** Opening Task inputs block **
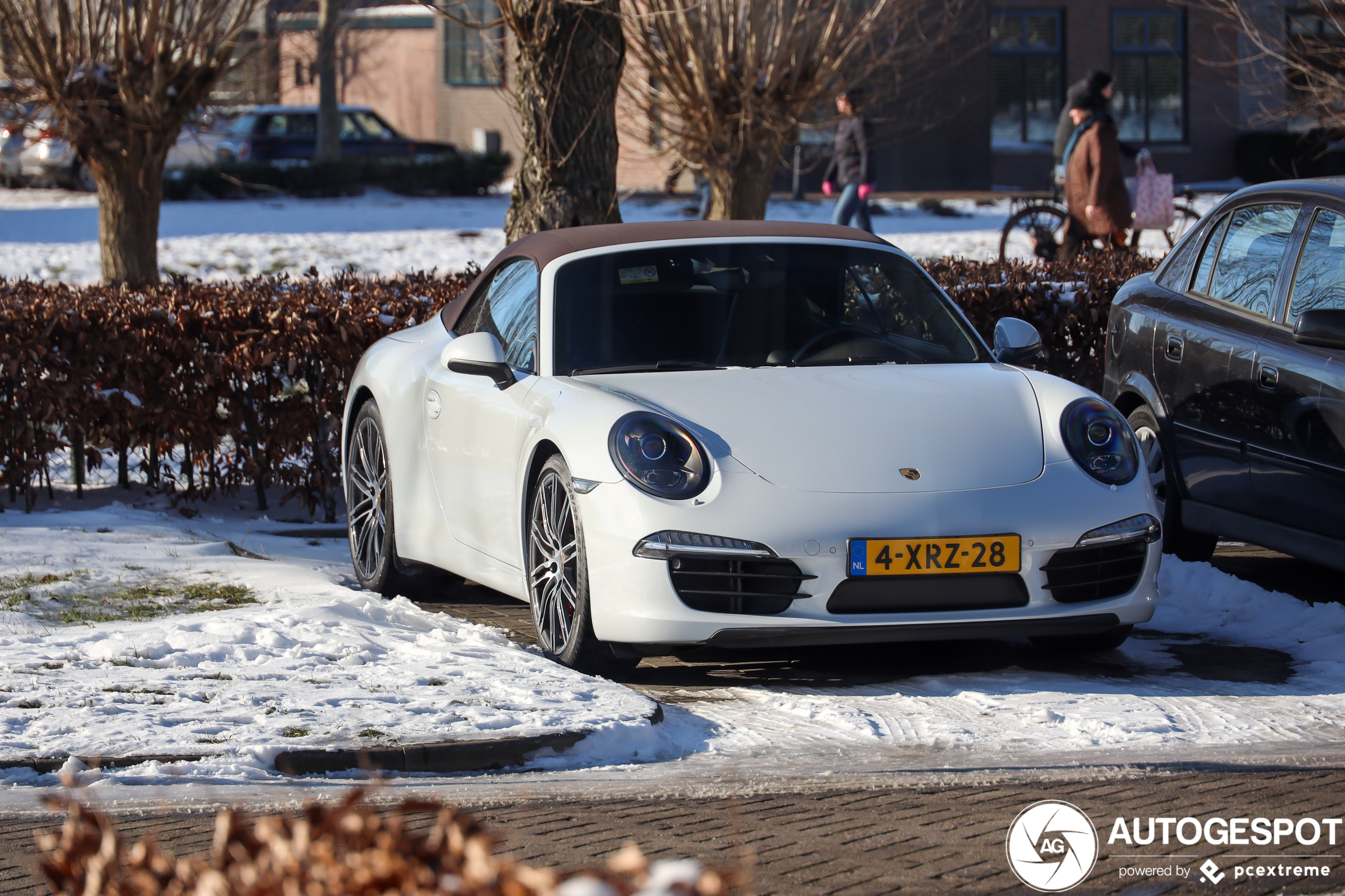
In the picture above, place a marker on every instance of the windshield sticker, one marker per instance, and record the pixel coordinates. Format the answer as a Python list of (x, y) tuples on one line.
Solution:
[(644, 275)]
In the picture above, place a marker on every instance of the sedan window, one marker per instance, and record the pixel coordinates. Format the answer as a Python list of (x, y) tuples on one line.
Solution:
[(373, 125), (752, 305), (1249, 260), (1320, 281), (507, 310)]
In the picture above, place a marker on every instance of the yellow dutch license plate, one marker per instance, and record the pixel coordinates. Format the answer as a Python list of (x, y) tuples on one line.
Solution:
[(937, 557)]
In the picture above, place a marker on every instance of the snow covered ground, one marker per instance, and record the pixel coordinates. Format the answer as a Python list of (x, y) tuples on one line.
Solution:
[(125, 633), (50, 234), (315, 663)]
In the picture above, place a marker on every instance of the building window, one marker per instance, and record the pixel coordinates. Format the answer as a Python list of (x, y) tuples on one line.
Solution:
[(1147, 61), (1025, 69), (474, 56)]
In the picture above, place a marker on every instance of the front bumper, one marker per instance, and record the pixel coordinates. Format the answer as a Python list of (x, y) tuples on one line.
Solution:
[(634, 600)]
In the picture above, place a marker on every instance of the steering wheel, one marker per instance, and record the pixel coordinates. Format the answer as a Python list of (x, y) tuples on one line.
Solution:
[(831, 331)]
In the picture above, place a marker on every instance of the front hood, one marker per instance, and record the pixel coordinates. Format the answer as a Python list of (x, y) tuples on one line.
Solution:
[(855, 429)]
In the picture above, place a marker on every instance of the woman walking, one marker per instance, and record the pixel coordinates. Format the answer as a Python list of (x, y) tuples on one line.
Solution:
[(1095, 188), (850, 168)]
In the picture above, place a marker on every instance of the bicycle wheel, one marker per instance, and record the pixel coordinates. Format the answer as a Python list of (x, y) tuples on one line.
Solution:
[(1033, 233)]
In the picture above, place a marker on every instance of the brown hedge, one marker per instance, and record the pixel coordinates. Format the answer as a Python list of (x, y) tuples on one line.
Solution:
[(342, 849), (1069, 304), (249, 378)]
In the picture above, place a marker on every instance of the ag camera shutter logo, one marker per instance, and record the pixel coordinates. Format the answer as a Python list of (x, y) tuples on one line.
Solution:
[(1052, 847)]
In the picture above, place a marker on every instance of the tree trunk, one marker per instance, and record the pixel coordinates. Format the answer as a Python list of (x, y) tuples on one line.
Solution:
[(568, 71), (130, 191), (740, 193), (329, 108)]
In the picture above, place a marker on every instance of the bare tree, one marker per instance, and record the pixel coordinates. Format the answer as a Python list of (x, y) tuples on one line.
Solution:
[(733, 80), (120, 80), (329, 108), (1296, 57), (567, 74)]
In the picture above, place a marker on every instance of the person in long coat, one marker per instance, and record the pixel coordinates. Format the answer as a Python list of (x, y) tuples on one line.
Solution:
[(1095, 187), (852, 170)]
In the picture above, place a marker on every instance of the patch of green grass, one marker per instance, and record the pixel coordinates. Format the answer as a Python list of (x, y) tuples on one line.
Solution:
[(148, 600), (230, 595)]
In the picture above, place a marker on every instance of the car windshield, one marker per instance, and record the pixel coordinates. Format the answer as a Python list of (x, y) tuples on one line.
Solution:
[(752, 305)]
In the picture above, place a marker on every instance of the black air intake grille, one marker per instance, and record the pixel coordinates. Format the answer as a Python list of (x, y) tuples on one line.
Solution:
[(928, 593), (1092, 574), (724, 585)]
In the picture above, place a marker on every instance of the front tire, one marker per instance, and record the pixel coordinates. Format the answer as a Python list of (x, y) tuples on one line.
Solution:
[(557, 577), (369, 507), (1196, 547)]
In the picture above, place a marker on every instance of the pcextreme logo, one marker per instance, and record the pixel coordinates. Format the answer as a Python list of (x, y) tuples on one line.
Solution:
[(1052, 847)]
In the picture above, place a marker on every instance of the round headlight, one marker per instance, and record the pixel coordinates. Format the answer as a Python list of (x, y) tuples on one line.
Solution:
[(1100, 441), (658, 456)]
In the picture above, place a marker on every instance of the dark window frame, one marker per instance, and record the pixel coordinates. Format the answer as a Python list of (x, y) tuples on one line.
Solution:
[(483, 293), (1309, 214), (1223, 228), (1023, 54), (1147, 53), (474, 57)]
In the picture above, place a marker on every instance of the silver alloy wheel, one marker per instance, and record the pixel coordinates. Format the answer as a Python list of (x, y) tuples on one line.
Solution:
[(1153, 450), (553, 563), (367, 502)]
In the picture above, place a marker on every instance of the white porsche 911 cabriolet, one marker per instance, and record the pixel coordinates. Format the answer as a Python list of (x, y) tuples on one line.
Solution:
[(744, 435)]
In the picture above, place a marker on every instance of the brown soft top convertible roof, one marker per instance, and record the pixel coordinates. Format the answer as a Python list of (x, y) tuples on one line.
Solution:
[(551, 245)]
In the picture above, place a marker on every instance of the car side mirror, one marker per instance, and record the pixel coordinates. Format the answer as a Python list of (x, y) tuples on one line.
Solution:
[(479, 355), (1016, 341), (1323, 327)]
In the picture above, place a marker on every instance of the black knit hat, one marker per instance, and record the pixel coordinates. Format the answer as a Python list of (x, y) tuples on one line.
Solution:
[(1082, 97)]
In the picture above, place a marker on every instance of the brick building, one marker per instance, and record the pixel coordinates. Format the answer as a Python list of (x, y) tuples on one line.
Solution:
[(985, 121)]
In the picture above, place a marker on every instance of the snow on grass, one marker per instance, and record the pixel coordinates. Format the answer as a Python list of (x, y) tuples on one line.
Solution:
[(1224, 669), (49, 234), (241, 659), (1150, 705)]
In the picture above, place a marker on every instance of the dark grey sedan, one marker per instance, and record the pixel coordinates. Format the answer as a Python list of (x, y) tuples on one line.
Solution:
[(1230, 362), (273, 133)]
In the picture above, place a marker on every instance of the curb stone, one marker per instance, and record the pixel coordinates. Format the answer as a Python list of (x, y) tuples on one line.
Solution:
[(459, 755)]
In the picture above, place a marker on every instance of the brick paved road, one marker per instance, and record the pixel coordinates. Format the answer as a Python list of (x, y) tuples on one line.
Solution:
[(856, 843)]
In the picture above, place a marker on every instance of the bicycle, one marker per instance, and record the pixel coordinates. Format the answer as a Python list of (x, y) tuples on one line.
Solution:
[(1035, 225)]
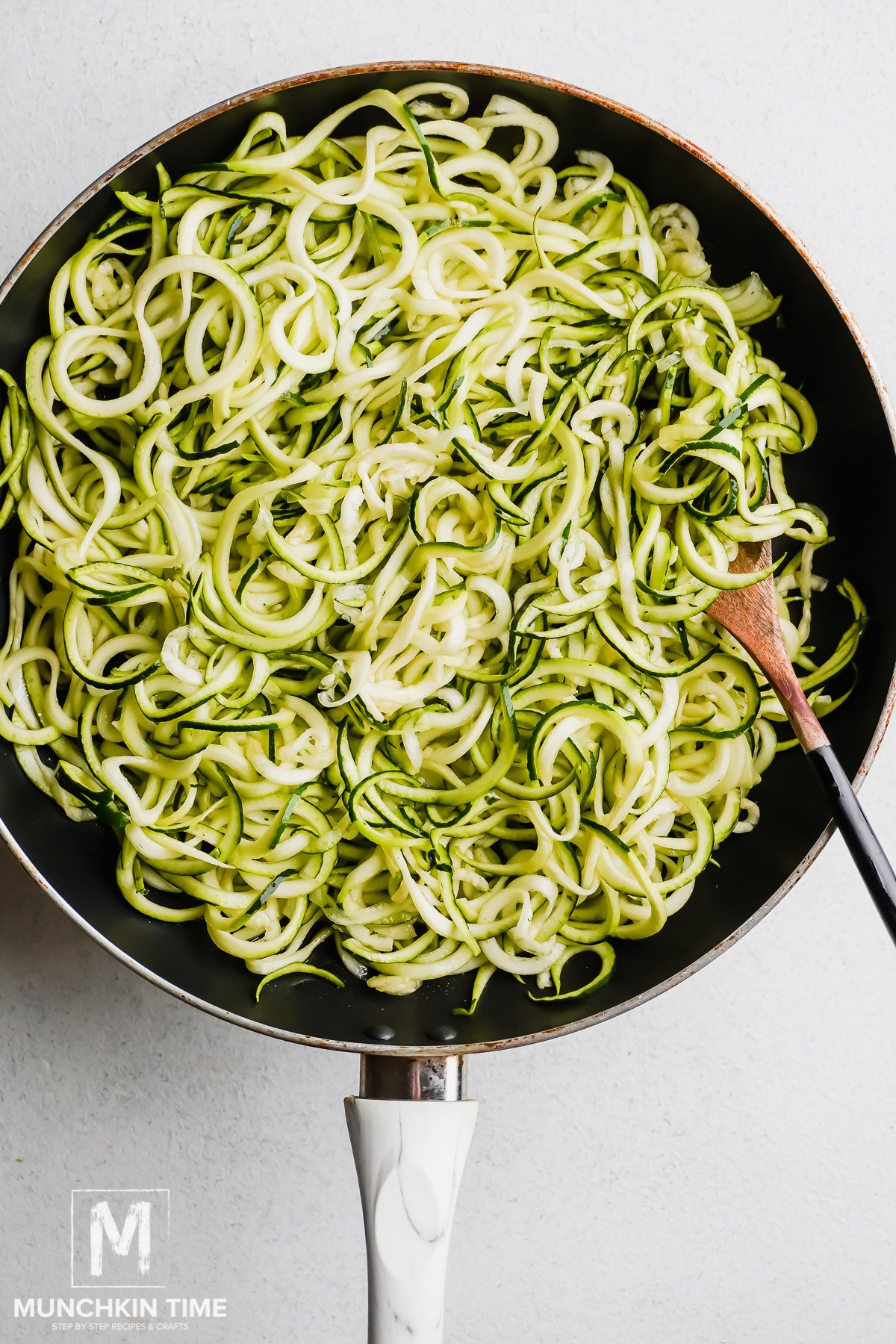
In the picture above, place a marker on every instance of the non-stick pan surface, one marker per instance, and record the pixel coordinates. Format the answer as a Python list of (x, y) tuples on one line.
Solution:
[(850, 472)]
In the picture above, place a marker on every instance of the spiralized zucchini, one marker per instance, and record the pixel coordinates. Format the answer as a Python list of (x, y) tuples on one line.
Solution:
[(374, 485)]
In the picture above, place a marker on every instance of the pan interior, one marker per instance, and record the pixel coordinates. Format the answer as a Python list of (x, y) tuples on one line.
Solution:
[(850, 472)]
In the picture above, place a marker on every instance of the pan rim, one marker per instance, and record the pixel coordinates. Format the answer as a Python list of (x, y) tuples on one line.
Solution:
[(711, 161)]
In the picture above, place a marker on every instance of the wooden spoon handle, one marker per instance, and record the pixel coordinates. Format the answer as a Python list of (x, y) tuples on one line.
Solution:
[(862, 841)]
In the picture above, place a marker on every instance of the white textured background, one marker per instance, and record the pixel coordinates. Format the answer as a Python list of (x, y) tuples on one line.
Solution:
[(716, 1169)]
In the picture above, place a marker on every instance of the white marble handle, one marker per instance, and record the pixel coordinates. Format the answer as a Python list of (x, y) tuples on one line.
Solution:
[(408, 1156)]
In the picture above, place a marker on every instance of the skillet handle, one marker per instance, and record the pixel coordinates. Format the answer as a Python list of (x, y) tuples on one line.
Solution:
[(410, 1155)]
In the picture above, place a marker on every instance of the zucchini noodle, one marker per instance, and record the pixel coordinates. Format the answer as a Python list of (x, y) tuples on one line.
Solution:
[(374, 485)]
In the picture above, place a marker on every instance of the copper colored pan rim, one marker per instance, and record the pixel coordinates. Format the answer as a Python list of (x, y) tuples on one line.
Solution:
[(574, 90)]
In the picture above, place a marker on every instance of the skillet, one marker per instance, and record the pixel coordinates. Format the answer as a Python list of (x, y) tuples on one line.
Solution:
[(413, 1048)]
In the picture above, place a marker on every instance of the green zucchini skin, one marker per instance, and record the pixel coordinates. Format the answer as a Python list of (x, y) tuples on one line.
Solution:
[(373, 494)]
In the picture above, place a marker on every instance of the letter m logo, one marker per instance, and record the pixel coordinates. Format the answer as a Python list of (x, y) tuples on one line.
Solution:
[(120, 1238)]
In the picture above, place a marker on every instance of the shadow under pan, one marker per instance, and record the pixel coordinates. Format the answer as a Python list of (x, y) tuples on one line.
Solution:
** Closing Task inputs block **
● **What is required**
Read through the entries above and copy each line that has the string "logo" in it.

● **Response box**
In the picture above, place a marker on every instance of the ag camera shutter logo, one marker per instance, and record the pixel coordinates. Format the answer as a Python list of (x, y) tuples on one line.
In the picture above, place a marker on every instance of the pcextreme logo, one marker per instance, and record the pixel coordinates. Format the answer as a Python list of (x, y) tuples on one line.
In the picture above, place a marker on every instance of the letter m logo, one marker per instance, and record the pixel coordinates. Format the answer as a Python list of (x, y) tuples on one line.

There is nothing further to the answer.